Rows from a dataset ▸
━━━

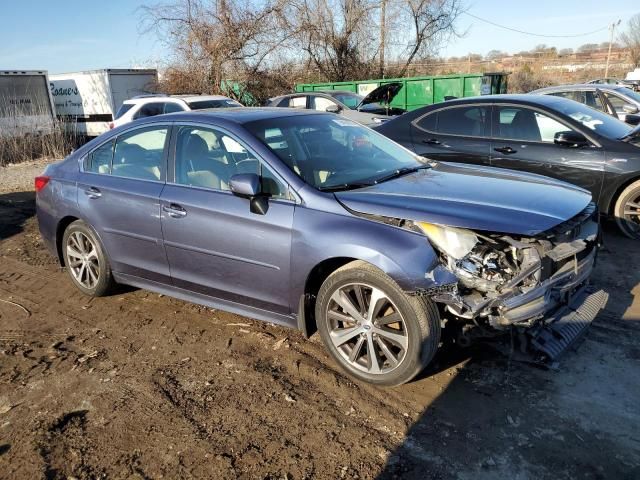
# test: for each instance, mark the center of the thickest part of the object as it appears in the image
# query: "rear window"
(202, 104)
(124, 109)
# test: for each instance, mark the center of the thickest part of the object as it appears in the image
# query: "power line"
(531, 33)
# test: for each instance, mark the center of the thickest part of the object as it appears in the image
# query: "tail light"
(41, 182)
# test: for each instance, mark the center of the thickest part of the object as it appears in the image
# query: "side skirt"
(212, 302)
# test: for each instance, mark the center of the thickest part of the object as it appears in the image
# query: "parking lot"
(139, 385)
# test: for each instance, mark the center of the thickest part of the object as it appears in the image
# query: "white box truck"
(26, 106)
(88, 101)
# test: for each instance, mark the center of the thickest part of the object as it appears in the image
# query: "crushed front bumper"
(546, 317)
(562, 330)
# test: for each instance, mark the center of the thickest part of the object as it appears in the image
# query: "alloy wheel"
(367, 329)
(82, 259)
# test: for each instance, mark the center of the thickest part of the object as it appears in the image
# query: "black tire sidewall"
(104, 277)
(416, 356)
(631, 191)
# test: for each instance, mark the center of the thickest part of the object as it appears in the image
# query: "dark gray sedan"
(315, 222)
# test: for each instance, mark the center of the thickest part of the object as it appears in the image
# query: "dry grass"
(31, 146)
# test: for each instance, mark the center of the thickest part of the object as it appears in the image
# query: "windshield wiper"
(345, 186)
(631, 135)
(400, 172)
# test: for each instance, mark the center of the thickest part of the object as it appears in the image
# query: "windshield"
(351, 100)
(202, 104)
(332, 153)
(627, 92)
(601, 123)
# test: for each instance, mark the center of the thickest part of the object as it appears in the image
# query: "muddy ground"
(138, 385)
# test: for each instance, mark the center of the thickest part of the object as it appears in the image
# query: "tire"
(411, 342)
(85, 259)
(627, 211)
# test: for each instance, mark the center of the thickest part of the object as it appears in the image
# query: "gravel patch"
(19, 177)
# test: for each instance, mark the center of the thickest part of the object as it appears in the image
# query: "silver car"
(616, 100)
(370, 110)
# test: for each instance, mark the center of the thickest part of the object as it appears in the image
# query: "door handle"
(174, 210)
(505, 150)
(93, 192)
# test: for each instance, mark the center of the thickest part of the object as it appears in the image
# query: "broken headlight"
(455, 242)
(483, 263)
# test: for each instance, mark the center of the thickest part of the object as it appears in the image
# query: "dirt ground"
(141, 386)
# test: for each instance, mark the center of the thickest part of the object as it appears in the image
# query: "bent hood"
(466, 196)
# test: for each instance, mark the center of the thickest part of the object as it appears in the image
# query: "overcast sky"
(83, 35)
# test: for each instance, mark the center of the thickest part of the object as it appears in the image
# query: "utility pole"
(612, 28)
(383, 33)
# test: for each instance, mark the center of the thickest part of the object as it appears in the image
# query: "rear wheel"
(627, 210)
(85, 260)
(375, 331)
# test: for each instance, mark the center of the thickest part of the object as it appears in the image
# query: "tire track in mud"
(66, 451)
(242, 412)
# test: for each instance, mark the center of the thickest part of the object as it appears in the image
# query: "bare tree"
(347, 39)
(336, 36)
(432, 22)
(214, 41)
(631, 39)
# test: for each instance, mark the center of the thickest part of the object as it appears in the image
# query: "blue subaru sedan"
(315, 222)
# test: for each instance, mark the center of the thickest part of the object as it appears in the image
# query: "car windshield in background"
(351, 100)
(124, 108)
(203, 104)
(601, 123)
(332, 153)
(627, 92)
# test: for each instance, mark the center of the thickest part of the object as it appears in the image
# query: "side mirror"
(632, 119)
(570, 139)
(247, 185)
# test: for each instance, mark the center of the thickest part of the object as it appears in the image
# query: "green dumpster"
(417, 92)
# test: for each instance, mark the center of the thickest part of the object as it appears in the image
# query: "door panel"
(126, 215)
(524, 141)
(221, 249)
(456, 134)
(214, 244)
(119, 195)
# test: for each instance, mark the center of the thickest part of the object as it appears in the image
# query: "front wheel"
(627, 210)
(375, 331)
(85, 260)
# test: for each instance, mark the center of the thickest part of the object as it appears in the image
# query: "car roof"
(239, 115)
(524, 98)
(322, 92)
(580, 86)
(186, 97)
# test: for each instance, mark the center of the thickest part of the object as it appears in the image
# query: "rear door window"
(99, 160)
(172, 107)
(617, 102)
(467, 121)
(206, 157)
(140, 154)
(526, 125)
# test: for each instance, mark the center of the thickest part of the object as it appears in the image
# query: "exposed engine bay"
(524, 285)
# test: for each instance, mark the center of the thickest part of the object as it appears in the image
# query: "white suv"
(151, 105)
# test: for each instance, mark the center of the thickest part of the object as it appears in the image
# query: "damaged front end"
(535, 287)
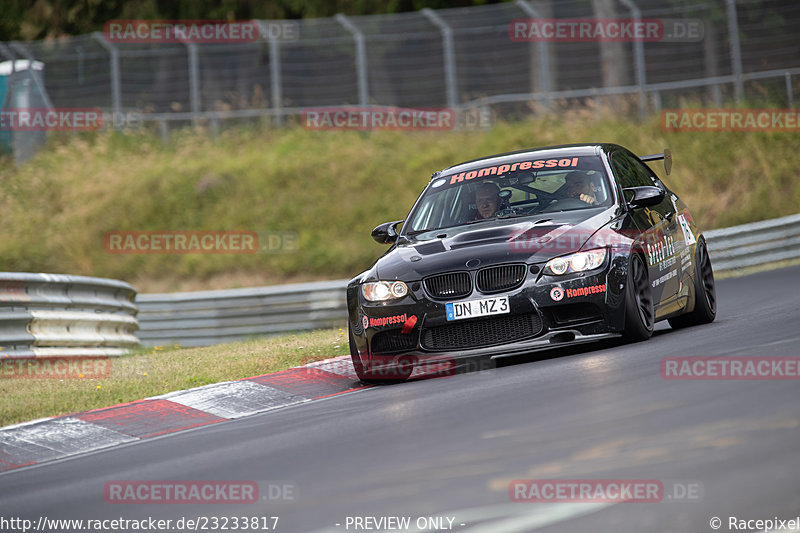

━━━

WHAT NEEDS TO BE DONE ▸ Count the lines in the records above that contain the word "window", with case counting, and reply with the number alone.

EXERCISE ANSWER ▸ 2